=== Passage extrait ===

L’art de  donner le change
Le Roi faisait donc semblant d’écouter, puis, souriant lisait ses décisions se terminant par la fameuse  phrase « car tel est mon bon plaisir ».

Tout ce beau monde emperruqué  se séparait dans un silence veule. Le roi avait parlé. Le peuple était calmé. Parfois, le discours durait plusieurs heures. Cette méthode de gouvernement tomba en désuétude dans sa forme ancien-régime, mais prospéra sous les régimes successifs (l’Empire, le Second Empire). La République aux mains des banquiers y ajouta subtilement le droit d’approuver par le vote censitaire. Le vote fut d’abord masculin puis universel détourné par la  représentativité. Le libéralisme, facilita la servitude volontaire. Plus subtil encore, l’ultra-libéralisme inventa le procédé  appelé l’impossibilité consentie.

Convaincre que l’on ne peut améliorer la société.

===

▸ Vos tâches:
• a. Répondez aux questions suivantes sur le passage consacré à l’art de donner le change :
(i) Par quelle phrase se terminaient les décisions que lisait le roi ?
(ii) Sous quels régimes successifs cette méthode de gouvernement prospéra-t-elle ?
(iii) Quel procédé l’ultra-libéralisme inventa-t-il ?
• b. Restituez sous forme de liste JSON de chaînes, une chaîne par ligne, les lignes des enregistrements en commençant à celle qui contient « Task: identify the moss » et en terminant à celle qui contient « <point>259,281</point> », ces deux lignes comprises. Laissez de côté les lignes vides et omettez les images dans votre réponse.

=== Les enregistrements ===

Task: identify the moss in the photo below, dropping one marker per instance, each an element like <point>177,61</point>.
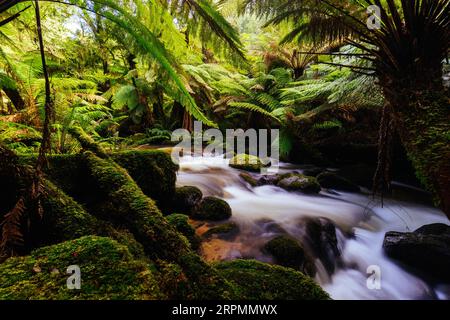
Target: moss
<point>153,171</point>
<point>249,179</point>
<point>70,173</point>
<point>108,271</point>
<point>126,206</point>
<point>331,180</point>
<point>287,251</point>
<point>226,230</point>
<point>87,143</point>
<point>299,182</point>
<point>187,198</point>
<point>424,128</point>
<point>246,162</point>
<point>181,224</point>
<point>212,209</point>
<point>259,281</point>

===
=== Les enregistrements ===

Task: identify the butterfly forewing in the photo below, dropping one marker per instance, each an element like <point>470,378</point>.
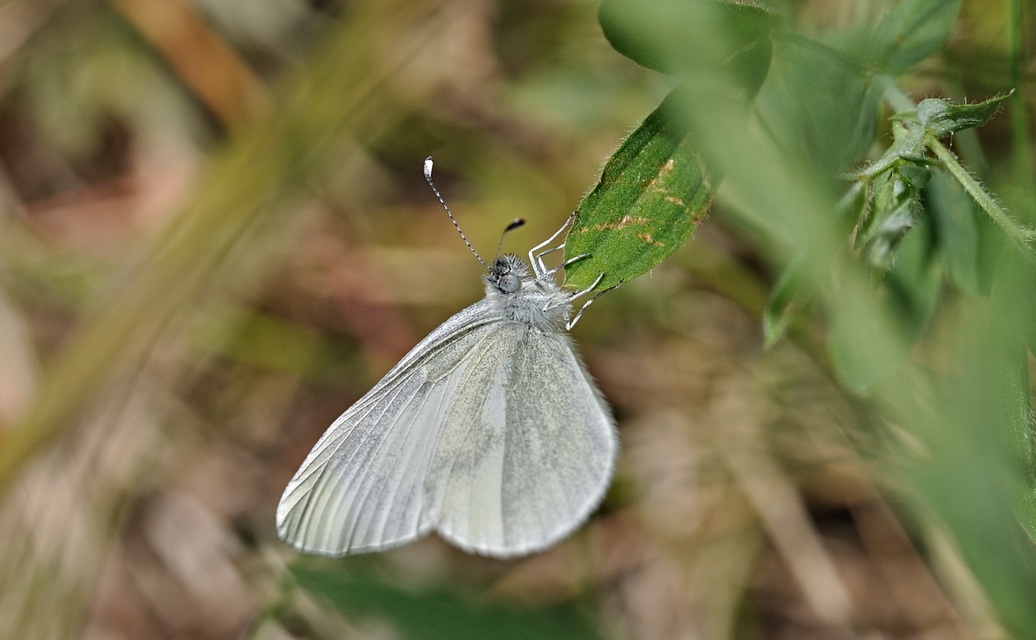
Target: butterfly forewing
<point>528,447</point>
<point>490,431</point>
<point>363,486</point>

===

▸ Corrigés par tâche:
• a.
(i) « car tel est mon bon plaisir »
(ii) L’Empire et le Second Empire.
(iii) L’impossibilité consentie.

• b.
[
  "Task: identify the moss in the photo below, dropping one marker per instance, each an element like <point>177,61</point>.",
  "Target: moss",
  "<point>153,171</point>",
  "<point>249,179</point>",
  "<point>70,173</point>",
  "<point>108,271</point>",
  "<point>126,206</point>",
  "<point>331,180</point>",
  "<point>287,251</point>",
  "<point>226,230</point>",
  "<point>87,143</point>",
  "<point>299,182</point>",
  "<point>187,198</point>",
  "<point>424,128</point>",
  "<point>246,162</point>",
  "<point>181,224</point>",
  "<point>212,209</point>",
  "<point>259,281</point>"
]